### TASK OBJECTIVE:
Convert the part of the listing below that runs from the line containing "crate visible in the image." through the final line of the listing, both ends included, into a JSON list of strings with one string per line. Leave out blank lines.

BEGIN

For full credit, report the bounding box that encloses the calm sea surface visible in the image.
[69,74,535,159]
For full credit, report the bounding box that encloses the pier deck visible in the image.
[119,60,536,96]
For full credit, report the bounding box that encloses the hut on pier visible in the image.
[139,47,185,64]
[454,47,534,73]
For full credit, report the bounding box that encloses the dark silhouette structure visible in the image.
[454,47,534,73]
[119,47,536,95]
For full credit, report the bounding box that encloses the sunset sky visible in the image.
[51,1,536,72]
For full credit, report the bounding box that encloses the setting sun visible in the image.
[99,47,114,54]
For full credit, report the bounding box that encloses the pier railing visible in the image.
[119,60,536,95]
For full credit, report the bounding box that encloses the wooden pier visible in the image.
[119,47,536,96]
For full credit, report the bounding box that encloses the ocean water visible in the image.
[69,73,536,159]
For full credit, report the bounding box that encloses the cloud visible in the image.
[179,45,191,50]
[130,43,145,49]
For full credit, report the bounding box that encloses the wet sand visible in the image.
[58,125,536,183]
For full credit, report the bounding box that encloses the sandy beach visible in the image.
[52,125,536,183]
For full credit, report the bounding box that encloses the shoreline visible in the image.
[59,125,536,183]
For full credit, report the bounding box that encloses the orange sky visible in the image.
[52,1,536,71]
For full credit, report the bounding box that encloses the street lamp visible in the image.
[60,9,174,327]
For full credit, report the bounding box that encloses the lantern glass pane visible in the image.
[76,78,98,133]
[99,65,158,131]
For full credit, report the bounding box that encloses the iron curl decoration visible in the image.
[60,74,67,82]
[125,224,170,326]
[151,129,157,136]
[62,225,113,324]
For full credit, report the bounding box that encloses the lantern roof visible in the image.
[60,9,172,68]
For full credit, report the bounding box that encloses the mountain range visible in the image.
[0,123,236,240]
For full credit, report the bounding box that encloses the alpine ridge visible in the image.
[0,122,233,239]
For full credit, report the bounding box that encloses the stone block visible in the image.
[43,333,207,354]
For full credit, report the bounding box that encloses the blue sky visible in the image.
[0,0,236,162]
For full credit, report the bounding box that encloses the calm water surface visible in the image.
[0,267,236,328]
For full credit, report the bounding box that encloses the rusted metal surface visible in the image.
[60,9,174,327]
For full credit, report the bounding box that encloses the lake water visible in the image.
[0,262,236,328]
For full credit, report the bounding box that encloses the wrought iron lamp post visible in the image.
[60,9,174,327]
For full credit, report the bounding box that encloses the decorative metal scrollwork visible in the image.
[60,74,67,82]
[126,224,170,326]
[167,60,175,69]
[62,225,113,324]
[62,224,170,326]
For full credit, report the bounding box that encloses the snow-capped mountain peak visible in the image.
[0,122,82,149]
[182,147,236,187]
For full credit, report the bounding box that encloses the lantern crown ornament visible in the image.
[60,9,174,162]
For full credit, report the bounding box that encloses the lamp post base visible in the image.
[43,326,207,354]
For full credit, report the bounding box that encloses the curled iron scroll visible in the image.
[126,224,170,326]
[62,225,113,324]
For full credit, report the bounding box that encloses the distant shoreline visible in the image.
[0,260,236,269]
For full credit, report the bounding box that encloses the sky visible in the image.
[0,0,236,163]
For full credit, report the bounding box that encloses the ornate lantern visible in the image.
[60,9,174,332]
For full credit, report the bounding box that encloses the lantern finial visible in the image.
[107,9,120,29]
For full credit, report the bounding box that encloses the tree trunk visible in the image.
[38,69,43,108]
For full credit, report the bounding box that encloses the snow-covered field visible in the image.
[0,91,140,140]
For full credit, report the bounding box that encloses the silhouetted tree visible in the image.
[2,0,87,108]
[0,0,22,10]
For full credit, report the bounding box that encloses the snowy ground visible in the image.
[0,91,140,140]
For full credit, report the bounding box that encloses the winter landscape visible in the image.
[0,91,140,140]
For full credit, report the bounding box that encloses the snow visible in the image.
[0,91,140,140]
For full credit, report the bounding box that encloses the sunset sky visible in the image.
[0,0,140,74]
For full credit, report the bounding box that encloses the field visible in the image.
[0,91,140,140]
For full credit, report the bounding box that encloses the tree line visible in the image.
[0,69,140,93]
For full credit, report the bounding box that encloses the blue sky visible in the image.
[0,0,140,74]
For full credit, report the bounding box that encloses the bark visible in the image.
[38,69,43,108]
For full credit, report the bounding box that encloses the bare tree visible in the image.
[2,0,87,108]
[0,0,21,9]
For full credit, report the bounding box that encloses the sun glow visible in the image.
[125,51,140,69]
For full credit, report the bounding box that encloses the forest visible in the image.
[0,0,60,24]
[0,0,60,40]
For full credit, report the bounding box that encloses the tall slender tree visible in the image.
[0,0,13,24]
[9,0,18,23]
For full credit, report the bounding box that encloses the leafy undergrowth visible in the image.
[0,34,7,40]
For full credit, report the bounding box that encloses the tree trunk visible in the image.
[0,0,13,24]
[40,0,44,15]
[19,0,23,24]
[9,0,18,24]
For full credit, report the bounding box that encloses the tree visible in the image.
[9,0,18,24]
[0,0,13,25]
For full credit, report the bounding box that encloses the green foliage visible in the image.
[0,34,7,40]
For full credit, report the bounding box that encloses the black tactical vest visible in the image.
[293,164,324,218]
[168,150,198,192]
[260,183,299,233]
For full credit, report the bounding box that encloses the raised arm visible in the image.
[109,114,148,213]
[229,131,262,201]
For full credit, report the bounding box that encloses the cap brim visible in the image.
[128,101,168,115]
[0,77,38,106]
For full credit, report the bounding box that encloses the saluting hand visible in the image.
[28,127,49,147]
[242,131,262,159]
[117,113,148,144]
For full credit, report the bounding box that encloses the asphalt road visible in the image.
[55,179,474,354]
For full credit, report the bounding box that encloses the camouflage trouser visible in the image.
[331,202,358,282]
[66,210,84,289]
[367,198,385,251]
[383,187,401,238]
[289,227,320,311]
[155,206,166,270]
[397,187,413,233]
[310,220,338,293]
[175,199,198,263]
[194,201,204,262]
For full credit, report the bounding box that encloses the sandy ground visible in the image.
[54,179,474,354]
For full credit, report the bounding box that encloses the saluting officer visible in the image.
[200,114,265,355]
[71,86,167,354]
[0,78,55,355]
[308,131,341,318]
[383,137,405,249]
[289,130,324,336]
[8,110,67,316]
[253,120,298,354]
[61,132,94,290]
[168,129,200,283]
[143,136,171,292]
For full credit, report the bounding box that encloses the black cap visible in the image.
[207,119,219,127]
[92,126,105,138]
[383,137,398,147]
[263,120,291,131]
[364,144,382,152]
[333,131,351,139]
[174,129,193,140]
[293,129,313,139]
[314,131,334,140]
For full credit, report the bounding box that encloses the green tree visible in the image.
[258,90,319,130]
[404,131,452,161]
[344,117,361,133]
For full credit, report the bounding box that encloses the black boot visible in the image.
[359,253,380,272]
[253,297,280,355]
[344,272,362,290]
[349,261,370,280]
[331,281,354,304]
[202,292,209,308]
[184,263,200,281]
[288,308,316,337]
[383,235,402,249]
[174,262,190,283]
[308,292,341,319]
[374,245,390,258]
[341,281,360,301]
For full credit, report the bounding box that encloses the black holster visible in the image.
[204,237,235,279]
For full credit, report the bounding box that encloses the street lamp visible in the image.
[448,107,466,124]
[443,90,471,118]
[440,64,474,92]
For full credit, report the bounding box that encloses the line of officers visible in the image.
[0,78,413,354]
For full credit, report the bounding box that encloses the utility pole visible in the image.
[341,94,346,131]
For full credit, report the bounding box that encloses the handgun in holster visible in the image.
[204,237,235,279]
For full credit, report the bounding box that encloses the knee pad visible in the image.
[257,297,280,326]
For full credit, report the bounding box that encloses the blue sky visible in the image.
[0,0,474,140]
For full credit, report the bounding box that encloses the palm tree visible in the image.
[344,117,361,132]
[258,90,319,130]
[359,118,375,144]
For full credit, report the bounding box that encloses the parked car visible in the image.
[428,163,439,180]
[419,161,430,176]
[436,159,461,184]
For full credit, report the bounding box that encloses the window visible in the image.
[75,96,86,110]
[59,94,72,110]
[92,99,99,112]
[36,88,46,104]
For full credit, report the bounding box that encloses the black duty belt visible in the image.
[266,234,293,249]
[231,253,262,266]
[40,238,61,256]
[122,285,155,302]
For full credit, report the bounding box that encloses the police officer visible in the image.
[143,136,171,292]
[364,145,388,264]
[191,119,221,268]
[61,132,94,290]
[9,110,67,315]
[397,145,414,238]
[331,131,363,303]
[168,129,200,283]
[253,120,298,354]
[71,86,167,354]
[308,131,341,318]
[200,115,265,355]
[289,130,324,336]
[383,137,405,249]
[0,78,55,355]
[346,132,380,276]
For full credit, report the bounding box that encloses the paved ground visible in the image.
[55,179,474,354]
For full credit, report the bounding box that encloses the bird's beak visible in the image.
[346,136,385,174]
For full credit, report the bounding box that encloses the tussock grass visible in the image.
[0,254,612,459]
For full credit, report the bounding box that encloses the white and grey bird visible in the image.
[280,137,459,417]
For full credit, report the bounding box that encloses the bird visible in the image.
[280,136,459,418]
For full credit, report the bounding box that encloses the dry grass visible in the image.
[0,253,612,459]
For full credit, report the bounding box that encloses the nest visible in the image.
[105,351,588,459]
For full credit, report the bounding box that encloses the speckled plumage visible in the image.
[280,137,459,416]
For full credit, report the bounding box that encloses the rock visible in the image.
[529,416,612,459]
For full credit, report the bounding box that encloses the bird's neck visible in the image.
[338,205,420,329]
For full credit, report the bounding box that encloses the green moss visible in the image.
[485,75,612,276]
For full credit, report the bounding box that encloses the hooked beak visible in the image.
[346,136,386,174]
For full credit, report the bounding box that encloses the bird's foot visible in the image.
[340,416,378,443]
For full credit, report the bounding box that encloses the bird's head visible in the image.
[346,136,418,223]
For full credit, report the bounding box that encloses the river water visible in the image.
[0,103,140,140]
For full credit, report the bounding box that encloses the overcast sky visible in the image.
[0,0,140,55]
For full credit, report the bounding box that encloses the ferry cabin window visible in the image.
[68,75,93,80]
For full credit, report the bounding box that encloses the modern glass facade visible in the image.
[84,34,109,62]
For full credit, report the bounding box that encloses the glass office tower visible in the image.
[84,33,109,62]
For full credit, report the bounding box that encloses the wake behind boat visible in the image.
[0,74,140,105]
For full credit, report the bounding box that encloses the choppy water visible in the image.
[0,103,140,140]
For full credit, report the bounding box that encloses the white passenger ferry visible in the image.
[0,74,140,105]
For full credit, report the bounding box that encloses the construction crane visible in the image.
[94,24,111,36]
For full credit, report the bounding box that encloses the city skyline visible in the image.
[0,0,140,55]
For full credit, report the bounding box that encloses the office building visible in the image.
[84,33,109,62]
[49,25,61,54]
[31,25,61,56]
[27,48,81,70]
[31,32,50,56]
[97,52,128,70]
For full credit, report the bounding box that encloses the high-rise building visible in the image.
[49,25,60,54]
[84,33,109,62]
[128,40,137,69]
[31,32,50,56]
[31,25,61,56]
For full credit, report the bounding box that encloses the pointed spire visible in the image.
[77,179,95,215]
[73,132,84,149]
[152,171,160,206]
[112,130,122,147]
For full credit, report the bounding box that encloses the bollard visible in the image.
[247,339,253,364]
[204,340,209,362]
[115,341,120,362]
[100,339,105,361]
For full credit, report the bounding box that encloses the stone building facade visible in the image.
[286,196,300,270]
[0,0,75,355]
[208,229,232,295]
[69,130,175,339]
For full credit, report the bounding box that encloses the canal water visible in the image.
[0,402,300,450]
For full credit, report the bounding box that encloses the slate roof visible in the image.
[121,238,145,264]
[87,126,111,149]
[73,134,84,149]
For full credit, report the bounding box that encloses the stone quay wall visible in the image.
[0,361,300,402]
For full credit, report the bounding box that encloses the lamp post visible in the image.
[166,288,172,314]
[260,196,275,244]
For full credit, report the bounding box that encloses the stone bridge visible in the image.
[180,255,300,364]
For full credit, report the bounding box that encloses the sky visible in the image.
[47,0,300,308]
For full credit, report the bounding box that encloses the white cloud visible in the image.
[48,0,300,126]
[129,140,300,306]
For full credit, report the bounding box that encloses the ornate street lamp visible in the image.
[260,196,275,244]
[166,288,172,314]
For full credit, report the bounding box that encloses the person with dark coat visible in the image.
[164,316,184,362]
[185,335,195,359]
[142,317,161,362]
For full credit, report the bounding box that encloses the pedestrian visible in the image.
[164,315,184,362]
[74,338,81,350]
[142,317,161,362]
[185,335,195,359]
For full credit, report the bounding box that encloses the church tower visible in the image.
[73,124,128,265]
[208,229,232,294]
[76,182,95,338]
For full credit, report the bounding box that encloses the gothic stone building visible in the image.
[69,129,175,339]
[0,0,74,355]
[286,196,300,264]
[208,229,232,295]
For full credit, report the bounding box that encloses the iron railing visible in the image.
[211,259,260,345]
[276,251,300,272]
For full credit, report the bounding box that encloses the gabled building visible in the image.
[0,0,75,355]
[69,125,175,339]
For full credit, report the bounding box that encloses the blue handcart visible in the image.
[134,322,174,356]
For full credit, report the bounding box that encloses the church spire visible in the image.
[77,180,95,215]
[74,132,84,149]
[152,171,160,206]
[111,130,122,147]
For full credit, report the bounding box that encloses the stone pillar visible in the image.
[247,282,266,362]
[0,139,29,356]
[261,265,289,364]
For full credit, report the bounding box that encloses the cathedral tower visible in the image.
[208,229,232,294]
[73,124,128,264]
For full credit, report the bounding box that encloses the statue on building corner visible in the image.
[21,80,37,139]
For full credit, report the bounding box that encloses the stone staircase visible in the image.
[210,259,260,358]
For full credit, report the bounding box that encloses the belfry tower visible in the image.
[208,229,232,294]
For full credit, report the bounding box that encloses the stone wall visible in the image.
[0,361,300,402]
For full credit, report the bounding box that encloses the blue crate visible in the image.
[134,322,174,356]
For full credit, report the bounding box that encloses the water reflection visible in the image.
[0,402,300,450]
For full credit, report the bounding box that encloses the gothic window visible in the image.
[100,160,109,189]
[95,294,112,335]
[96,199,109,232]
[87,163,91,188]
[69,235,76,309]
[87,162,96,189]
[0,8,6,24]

END

### WRITTEN SOLUTION:
[
  "For full credit, report the bounding box that encloses the blue crate visible in the image.",
  "[134,322,174,356]",
  "For full credit, report the bounding box that encloses the water reflection visible in the image.",
  "[0,402,300,450]",
  "For full credit, report the bounding box that encloses the gothic window visible in the image.",
  "[100,160,109,189]",
  "[95,294,112,335]",
  "[96,199,109,232]",
  "[87,163,91,188]",
  "[69,235,76,309]",
  "[87,162,96,189]",
  "[0,8,6,24]"
]